> [What is required]
Your answer should consist of each line below that contains the string "query".

> [Task input]
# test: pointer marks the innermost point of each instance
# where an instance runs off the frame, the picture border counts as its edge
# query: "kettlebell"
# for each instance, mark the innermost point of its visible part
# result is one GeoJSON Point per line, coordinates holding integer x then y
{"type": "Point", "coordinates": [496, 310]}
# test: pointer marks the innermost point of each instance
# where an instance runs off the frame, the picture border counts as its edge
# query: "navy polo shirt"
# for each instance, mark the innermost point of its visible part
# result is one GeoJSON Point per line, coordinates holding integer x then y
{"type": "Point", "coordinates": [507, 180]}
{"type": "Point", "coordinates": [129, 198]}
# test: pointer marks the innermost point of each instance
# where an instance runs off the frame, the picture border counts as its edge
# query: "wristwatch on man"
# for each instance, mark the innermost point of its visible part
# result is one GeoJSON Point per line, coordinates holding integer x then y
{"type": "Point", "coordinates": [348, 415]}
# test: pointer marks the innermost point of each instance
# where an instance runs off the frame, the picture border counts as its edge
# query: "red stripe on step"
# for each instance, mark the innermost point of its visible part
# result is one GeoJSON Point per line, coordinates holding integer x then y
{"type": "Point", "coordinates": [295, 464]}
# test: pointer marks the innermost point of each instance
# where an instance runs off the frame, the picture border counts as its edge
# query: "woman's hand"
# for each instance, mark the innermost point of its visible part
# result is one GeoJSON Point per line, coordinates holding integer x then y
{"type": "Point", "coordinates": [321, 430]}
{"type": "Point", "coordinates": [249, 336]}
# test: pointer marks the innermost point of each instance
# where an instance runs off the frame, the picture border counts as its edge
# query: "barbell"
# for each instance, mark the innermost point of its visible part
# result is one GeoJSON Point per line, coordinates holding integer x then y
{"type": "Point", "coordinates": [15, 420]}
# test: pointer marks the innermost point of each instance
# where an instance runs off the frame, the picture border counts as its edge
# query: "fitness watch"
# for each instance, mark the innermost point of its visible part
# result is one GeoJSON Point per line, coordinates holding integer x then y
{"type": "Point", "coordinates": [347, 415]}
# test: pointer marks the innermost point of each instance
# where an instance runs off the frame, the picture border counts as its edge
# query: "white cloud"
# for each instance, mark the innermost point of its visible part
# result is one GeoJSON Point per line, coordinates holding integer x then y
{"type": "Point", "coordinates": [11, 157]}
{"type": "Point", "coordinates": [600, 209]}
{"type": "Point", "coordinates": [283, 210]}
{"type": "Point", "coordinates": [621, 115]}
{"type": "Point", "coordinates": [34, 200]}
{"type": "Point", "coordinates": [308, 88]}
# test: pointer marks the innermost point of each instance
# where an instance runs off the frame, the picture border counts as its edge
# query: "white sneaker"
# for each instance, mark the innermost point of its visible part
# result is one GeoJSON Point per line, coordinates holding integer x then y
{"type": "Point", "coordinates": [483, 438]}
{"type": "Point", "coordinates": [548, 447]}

> [Your solution]
# query: "kettlebell"
# query: "navy polo shirt"
# query: "wristwatch on man"
# query: "red stripe on step"
# query: "woman's hand"
# query: "barbell"
# query: "fitness watch"
# query: "white cloud"
# query: "white sneaker"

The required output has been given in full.